--- Task description ---
Please print the full listing exactly.
***** Records for the task *****
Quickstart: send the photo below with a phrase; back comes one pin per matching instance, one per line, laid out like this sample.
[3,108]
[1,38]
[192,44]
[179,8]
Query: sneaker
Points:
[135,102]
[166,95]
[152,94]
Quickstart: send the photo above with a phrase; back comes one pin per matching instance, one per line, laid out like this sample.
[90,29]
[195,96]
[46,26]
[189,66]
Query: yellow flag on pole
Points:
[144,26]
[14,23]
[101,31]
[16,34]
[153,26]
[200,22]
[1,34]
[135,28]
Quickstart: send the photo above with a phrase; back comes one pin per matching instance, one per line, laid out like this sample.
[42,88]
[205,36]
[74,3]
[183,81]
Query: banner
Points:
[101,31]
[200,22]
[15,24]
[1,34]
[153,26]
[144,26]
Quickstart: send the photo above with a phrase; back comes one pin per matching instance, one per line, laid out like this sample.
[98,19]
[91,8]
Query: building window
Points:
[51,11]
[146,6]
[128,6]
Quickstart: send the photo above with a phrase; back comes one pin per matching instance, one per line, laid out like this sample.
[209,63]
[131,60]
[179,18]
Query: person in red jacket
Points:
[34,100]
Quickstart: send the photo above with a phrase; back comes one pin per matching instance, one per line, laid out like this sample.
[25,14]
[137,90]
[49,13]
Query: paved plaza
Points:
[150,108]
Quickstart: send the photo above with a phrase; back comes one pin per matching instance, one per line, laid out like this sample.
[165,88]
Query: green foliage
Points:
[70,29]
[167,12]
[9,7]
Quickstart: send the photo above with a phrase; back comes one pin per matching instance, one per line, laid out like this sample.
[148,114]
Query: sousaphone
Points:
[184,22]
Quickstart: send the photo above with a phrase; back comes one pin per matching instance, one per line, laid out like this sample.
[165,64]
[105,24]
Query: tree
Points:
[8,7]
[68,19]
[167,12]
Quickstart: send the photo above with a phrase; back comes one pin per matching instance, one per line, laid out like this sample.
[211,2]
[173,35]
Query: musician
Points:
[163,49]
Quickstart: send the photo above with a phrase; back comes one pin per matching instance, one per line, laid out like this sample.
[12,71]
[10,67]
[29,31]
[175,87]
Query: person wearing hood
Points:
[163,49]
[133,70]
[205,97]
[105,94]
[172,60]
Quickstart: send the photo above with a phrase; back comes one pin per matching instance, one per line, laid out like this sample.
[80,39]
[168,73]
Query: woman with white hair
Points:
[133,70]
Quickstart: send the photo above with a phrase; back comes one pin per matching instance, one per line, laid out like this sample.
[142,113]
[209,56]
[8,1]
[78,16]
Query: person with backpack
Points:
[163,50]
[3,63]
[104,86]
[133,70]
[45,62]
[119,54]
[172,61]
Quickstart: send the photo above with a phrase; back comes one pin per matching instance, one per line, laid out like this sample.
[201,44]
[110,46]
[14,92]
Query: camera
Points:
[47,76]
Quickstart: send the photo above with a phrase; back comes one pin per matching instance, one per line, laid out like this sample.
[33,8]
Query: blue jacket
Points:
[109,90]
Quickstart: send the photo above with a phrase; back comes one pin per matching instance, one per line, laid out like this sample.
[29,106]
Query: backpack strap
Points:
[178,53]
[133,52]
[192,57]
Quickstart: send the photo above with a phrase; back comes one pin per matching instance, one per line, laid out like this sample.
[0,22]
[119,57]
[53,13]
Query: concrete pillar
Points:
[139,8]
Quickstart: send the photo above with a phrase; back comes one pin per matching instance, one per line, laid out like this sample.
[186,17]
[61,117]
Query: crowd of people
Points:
*****
--- Written response ---
Quickstart: send the photo below with a phrase; back comes one pin per matching instance, one per line, laid out like this sample.
[3,108]
[1,38]
[192,44]
[179,8]
Query: sneaker
Points:
[135,102]
[166,95]
[152,94]
Quickstart: send the photo above with a phrase; back comes one pin per matching instance, one per line, laid out like this sample.
[90,29]
[195,96]
[46,26]
[189,66]
Query: yellow flag on pole
Points:
[144,26]
[14,23]
[101,31]
[16,34]
[153,26]
[200,22]
[1,34]
[135,28]
Quickstart: send the photo above with a phrase; back comes one pin per matching instance, one per line, laid out like this sample.
[42,88]
[205,36]
[74,3]
[183,81]
Query: banner
Points:
[101,31]
[200,22]
[15,24]
[1,34]
[153,26]
[144,26]
Quickstart: send the photo above with a phrase; back comes one pin per matching instance, one per line, laid out like this sample.
[98,19]
[91,8]
Query: building window
Points:
[51,11]
[146,6]
[128,6]
Quickstart: send the photo above with a phrase; back comes one pin per matching instance, one per line, laid out like this sample.
[209,63]
[131,60]
[179,18]
Query: person in red jacket
Points:
[34,100]
Quickstart: send the photo above with a phrase; back comes one pin per matching instance, one per line, laid out like this sample.
[25,14]
[137,90]
[49,13]
Query: paved plaza
Points:
[150,108]
Quickstart: send the photo above with a phrase; back comes one pin per matching instance, one per line, laid out like this sample.
[165,88]
Query: green foliage
Points:
[70,29]
[167,12]
[9,7]
Quickstart: send the photo above with a phrase; back comes one pin per matching instance, one per line, laid out like this sample.
[148,114]
Query: sousaphone
Points:
[184,22]
Quickstart: send the photo above with a phrase; back comes one pin per matching instance, one per line, laid out like this sample.
[165,64]
[105,24]
Query: tree
Points:
[8,7]
[68,19]
[167,12]
Quickstart: send the photo above with a phrase; back comes one pin per matching instance, one per line, laid out like this sample.
[211,2]
[173,35]
Query: musician
Points:
[163,49]
Quickstart: send the photo above with a phrase; back comes one pin per matching instance, one per line, laid out like this sample.
[12,71]
[10,67]
[29,31]
[175,87]
Query: person wearing hood
Points:
[163,49]
[133,70]
[205,97]
[105,94]
[172,60]
Quickstart: send the photo above with a phrase; back comes one pin per matching instance, one per line, laid out like this sample.
[80,39]
[168,73]
Query: woman with white hair
Points:
[133,70]
Quickstart: send the photo above with a phrase; back comes one pin per matching instance, one per line, laid out like this sample.
[142,113]
[209,56]
[8,1]
[78,16]
Query: person with backpack
Points:
[163,50]
[3,63]
[104,86]
[133,70]
[45,62]
[119,54]
[172,61]
Quickstart: send the photo above with a phrase; back comes one pin per matching instance, one per line, laid out like this sample.
[201,44]
[110,46]
[14,92]
Query: camera
Points:
[47,76]
Quickstart: send the photo above with a phrase; back comes one pin per matching instance, one per line, laid out like this sample.
[33,8]
Query: blue jacket
Points:
[109,90]
Quickstart: send the photo above with a phrase; back comes one pin per matching instance, one per line, laid out like this sample.
[29,106]
Query: backpack strap
Points:
[178,53]
[133,52]
[192,57]
Quickstart: send the photo above with a phrase; back comes one pin per matching instance, one per line, laid out like this sample.
[0,22]
[119,57]
[53,13]
Query: concrete pillar
Points:
[139,8]
Quickstart: send the photo above with a phrase; back comes one pin per matching instance, one per line, laid out like this sample.
[186,17]
[61,117]
Query: crowd of people
Points:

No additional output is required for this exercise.